*Source material*
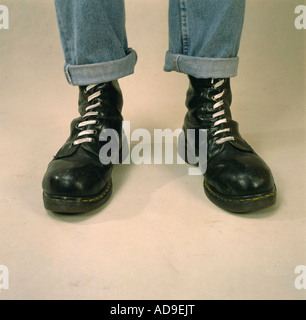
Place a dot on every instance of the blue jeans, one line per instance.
(204, 38)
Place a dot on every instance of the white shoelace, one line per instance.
(88, 113)
(217, 105)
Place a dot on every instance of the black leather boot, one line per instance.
(236, 178)
(76, 181)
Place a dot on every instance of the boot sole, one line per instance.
(243, 204)
(71, 205)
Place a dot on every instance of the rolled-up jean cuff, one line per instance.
(202, 67)
(82, 75)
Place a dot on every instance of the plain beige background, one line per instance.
(159, 237)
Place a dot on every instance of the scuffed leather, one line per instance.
(233, 167)
(76, 170)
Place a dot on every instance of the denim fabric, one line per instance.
(204, 38)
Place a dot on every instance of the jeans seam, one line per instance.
(184, 26)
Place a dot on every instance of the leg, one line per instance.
(204, 42)
(96, 53)
(94, 41)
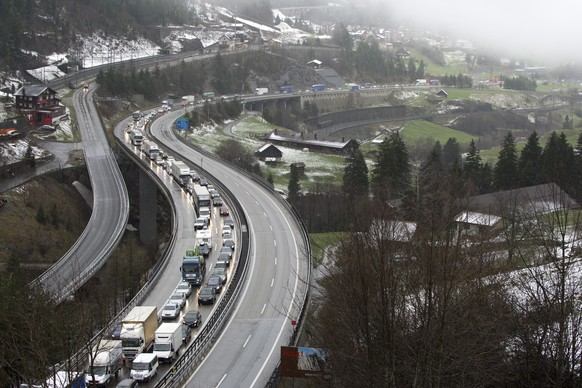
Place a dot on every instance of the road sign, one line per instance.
(182, 124)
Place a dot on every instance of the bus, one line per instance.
(193, 267)
(208, 96)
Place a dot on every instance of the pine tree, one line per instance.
(451, 153)
(421, 69)
(505, 173)
(294, 186)
(355, 181)
(411, 68)
(530, 162)
(472, 164)
(558, 161)
(391, 171)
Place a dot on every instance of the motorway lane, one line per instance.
(110, 207)
(248, 350)
(185, 238)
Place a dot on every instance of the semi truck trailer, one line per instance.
(105, 362)
(167, 342)
(137, 330)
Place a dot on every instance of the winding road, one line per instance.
(110, 207)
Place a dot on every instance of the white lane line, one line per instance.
(247, 341)
(221, 380)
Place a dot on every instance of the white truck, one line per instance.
(105, 362)
(151, 149)
(180, 172)
(167, 342)
(137, 330)
(144, 367)
(204, 236)
(188, 100)
(136, 137)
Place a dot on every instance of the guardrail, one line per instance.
(196, 352)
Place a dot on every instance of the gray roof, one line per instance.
(303, 140)
(538, 199)
(33, 90)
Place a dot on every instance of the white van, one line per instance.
(144, 367)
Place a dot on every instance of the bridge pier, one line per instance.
(148, 225)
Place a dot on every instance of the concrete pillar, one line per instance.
(148, 225)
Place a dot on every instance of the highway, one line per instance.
(247, 351)
(110, 207)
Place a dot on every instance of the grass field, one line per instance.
(418, 130)
(320, 241)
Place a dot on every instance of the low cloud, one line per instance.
(522, 29)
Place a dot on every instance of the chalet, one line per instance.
(311, 142)
(315, 64)
(299, 167)
(269, 153)
(402, 53)
(225, 42)
(41, 102)
(34, 97)
(10, 134)
(485, 213)
(442, 93)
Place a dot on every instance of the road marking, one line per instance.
(247, 341)
(221, 380)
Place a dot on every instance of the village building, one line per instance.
(269, 153)
(311, 142)
(299, 167)
(484, 214)
(40, 102)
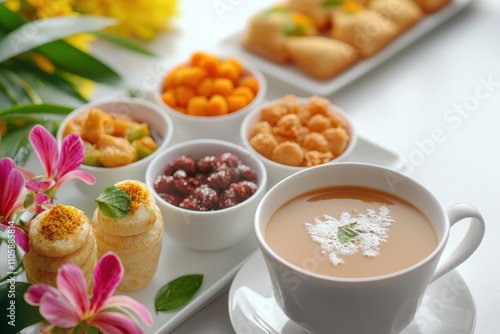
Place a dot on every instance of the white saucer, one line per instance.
(447, 306)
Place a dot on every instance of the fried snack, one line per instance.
(136, 238)
(404, 13)
(365, 30)
(268, 31)
(302, 135)
(431, 6)
(60, 235)
(315, 9)
(321, 57)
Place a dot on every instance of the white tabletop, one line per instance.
(398, 105)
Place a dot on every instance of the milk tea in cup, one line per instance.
(352, 247)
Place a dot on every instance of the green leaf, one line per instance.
(21, 314)
(70, 59)
(31, 109)
(332, 3)
(177, 292)
(114, 202)
(39, 32)
(43, 83)
(124, 42)
(346, 232)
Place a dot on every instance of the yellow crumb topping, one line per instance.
(60, 222)
(138, 194)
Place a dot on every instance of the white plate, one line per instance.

*What the exercise asks*
Output the material above exactly as written and drop any images it holds.

*Expected answer*
Place a dot on every instance of the blue jeans, one line per instance.
(204, 38)
Place a dot on every instance of the white shoelace, one line per instance.
(88, 113)
(217, 105)
Place a dot on every instance of the black leather boot, one line per instance.
(236, 178)
(76, 181)
Place a dot on every instance of the boot sole, one line per instance.
(243, 204)
(71, 205)
Place a dot on every instance of the rolled-up jean cuff, one line per instance.
(202, 67)
(82, 75)
Place a dot on every instance of the plain beige background, one line per instance.
(159, 237)
Place a dot on every instance of the scuffed leather, one line per instance.
(233, 167)
(76, 170)
Place a dot on every instance of the denim fabric, one line per instance.
(204, 38)
Place a dot on every instance of the jeans seam, one line per instance.
(184, 26)
Place a dot on every instance of the leg, one line per instance.
(204, 42)
(96, 53)
(94, 41)
Place a dot on every instance of the road sign, one line per instance.
(182, 124)
Place a dot on every instance of the bus, one line per instance.
(193, 267)
(208, 96)
Place a dot on every instance of the pine tree, one line per instance.
(451, 153)
(421, 69)
(505, 173)
(294, 186)
(355, 181)
(411, 68)
(530, 162)
(472, 164)
(558, 161)
(391, 171)
Place a dot on every instance of the motorway lane, one line per instance.
(110, 207)
(248, 350)
(185, 238)
Place a dot on every instance of the semi truck trailer, one line per instance.
(105, 362)
(167, 342)
(137, 330)
Place a dot on every instance of the winding road, one line per instance.
(110, 207)
Place a dot on every instance of the white lane line, one line per instance.
(247, 341)
(221, 380)
Place a dot on every instance of the white truck, one line per instance.
(105, 362)
(151, 149)
(180, 172)
(167, 342)
(137, 330)
(144, 367)
(204, 236)
(188, 100)
(136, 137)
Place a dot on every instance of the guardrail, one line per instance.
(196, 352)
Place a dot on every instance of the gray roof, one line per instance.
(303, 140)
(538, 199)
(33, 90)
Place a dot on every instance of the white van, one line per instance.
(144, 367)
Place a dot on every instance of the bridge pier, one line per instance.
(148, 225)
Place a dot on every instance of the concrete pillar, one line per instance.
(148, 225)
Place a dot on every instance of the highway, one line per instance.
(247, 351)
(110, 207)
Place a dot on every instance of the grass field, one line per instance.
(418, 130)
(320, 241)
Place a dot on every instance of the low cloud, one line per instance.
(522, 29)
Place a dot on every instance of the chalet, one line per instance.
(311, 142)
(315, 64)
(299, 167)
(269, 153)
(402, 53)
(225, 42)
(41, 102)
(34, 97)
(10, 134)
(485, 213)
(442, 93)
Place a dot on every instance of the road marking, one line per instance.
(247, 341)
(221, 380)
Place a dot on every instance of the village building, one line per instance.
(269, 153)
(311, 142)
(299, 167)
(484, 214)
(40, 102)
Place a dot on every instance of the white saucer, one line per instance.
(447, 306)
Place a dot on every instance of the fried snack, one line per instance.
(136, 238)
(404, 13)
(365, 30)
(268, 31)
(302, 135)
(431, 6)
(60, 235)
(315, 9)
(321, 57)
Place a dot on every instance of the white tabletop, one line per instance.
(398, 105)
Place a dot on every instance of the milk tea in cup, one line per instance.
(352, 247)
Place a dot on every instance of the green leaf, one line per instance.
(21, 314)
(70, 59)
(31, 109)
(332, 3)
(177, 292)
(114, 202)
(39, 32)
(43, 83)
(124, 42)
(346, 232)
Place a dot on every instance of the yellow crumb topping, one line per instance.
(60, 222)
(138, 194)
Place a dot on every instance of the white plate, one line per instance.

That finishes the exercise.